** Begin SUPPLIED TEXT **
Find out about Cranfield's MSc in Geographical Information Management from our staff, students and alumni in the video below: 

Course overview

The course comprises eight assessed modules, a group project and an individual research project.

The early part of the Geographical Information Management programme is structured around a series of taught modules consisting of lectures, tutorials, demonstrations and practical classes taken during the autumn and spring. Each module forms the sole unit of study for a period of two weeks. The course examination is sat during January. An opportunity to undertake a project in the style of a consultancy is offered on the full-time programme and is conducted from February to May. The period May to August is devoted to an individual project. Additionally, the taught component of the programme is supported by visits and seminars. The individual modules are linked through case studies and practical work so that different aspects of the geographical information technologies are integrated.

Group project

The Group Project experience during the course is highly valued by both students and prospective employers. It provides students with the opportunity to take responsibility for a consultancy-type project while working under academic supervision.

The project involves the application and integration of component technologies:

  • GIS
  • GPS and remote sensing
  • field methods, and statistical analysis to produce quality-assured innovative solutions.

Individual Project

The Individual Project is either industrially- or University-driven. Students select the individual project in consultation with the course team. It provides the opportunity to demonstrate independent research ability, the ability to think and work in an original way, contribute to knowledge, and overcome genuine problems in relation to the management of the earth's resources. It also offers students the opportunity to work with the types of organisation they will be seeking employment with on successful completion of the course.


This course comprises 8 modules, a group project and an individual project.


  • Aerial Photography and Digital Photogrammetry
    Module LeaderMr Tim Brewer - Senior Lecturer
    • Topographic maps and remote sensing images: map scale and content, image sources and interpretation methods, accuracy issues
    • Aerial photography in the context of other remote sensing systems
    • Physics of light: principles of recording the image
    • Stereoscopy and parallax
    • Geometry: scale variation, relief displacement, tilts
    • Geometry of vertical aerial photographs: geometry, co-ordinate axes, scale, measurement
    • Softcopy photogrammetry
    • Digital elevation models
    • Satellite photogrammetry
    • Air photo mosaics and orthophotos
    • Interpretation: principles and factors
    • Applied interpretation: geology, geomorphology, vegetation, soils, urban structures
    • Flight planning
    • API project management and implementation
    • Recent developments - digital aerial photographs, scanning existing photography.
** End SUPPLIED TEXT **
* **STATED PROBLEM 1**
Select every line in the entries that contains the word "distant", matching case exactly.
The course description and the entries have no connection to each other.
** Begin SOURCE DATA **
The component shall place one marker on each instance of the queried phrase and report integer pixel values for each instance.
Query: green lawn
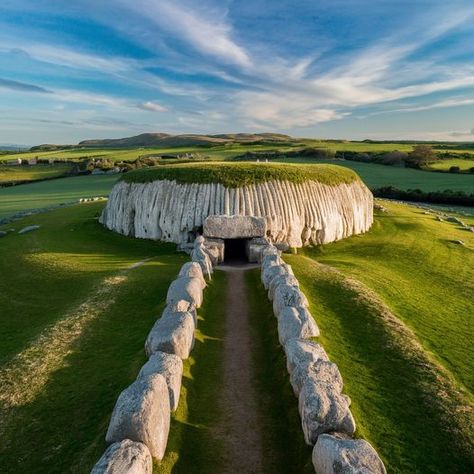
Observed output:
(406, 379)
(376, 176)
(47, 193)
(74, 321)
(444, 165)
(31, 173)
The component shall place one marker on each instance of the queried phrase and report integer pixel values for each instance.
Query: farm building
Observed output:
(238, 205)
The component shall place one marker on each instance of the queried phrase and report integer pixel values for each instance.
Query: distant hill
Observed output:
(166, 140)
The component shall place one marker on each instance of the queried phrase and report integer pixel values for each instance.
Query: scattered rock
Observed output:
(142, 413)
(287, 279)
(323, 410)
(301, 352)
(125, 457)
(296, 323)
(170, 366)
(336, 454)
(286, 295)
(28, 229)
(172, 333)
(234, 227)
(185, 288)
(271, 272)
(192, 270)
(321, 370)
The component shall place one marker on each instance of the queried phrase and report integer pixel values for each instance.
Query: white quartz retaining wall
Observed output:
(296, 214)
(140, 422)
(326, 419)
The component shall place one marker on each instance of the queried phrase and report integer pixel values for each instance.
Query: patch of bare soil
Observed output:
(239, 428)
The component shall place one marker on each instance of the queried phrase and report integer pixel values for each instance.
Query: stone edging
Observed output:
(140, 422)
(326, 419)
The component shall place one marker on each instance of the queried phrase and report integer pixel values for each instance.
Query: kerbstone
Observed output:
(142, 413)
(125, 457)
(337, 454)
(234, 227)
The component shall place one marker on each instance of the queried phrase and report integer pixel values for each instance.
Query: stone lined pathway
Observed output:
(239, 428)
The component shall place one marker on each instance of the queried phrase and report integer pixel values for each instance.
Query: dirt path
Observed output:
(239, 428)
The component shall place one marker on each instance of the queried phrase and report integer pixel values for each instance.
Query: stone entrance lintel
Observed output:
(234, 227)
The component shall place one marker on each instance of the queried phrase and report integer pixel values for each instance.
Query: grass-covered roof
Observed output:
(241, 174)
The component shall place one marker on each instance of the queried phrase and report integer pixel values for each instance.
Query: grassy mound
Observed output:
(235, 175)
(397, 319)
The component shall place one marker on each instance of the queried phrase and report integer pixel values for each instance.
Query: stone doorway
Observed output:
(235, 250)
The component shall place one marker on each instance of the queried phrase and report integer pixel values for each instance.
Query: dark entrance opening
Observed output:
(235, 251)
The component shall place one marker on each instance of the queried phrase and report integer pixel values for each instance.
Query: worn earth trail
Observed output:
(239, 429)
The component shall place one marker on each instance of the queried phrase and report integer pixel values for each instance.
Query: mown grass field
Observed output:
(376, 176)
(48, 193)
(444, 165)
(74, 320)
(31, 173)
(410, 377)
(219, 152)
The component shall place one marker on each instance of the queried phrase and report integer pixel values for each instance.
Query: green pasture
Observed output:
(444, 165)
(49, 193)
(411, 263)
(74, 320)
(32, 173)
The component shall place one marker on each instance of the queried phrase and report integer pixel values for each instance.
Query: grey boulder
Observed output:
(336, 454)
(172, 333)
(323, 410)
(301, 352)
(193, 270)
(296, 323)
(28, 229)
(170, 366)
(321, 370)
(287, 295)
(271, 272)
(284, 279)
(142, 413)
(125, 457)
(187, 289)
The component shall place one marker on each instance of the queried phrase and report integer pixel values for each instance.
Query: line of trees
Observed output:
(458, 198)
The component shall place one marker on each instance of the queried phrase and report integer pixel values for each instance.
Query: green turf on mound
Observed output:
(242, 174)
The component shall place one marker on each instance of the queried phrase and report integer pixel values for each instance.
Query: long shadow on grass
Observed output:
(393, 397)
(63, 429)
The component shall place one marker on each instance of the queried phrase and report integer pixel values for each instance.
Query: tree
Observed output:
(420, 156)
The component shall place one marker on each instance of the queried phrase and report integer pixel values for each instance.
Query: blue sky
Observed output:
(380, 69)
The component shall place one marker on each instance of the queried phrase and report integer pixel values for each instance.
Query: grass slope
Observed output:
(49, 193)
(74, 321)
(396, 372)
(241, 174)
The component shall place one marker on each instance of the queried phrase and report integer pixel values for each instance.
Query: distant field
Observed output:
(31, 173)
(444, 165)
(410, 262)
(57, 191)
(376, 176)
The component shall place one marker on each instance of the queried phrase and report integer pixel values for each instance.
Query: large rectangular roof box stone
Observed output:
(234, 227)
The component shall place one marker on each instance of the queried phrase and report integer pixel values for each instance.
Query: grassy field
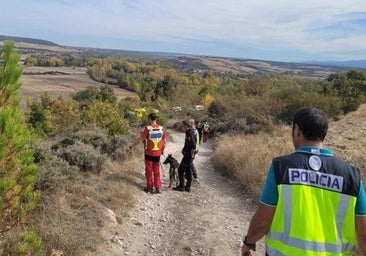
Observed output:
(58, 81)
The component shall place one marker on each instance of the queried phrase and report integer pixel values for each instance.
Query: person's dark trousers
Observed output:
(185, 171)
(194, 171)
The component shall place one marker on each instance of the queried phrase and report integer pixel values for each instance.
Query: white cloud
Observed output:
(309, 27)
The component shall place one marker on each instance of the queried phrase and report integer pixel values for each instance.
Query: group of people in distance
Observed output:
(312, 203)
(154, 136)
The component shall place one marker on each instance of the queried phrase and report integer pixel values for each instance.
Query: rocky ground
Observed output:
(211, 220)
** End SOURCE DATA **
* **STATED PROBLEM 2**
In the course description, how long does each module form the sole unit of study?

* **FINAL RESULT 1**
Query: distant hill
Query: distant field

* **FINAL RESULT 2**
Each module forms the sole unit of study for a period of two weeks.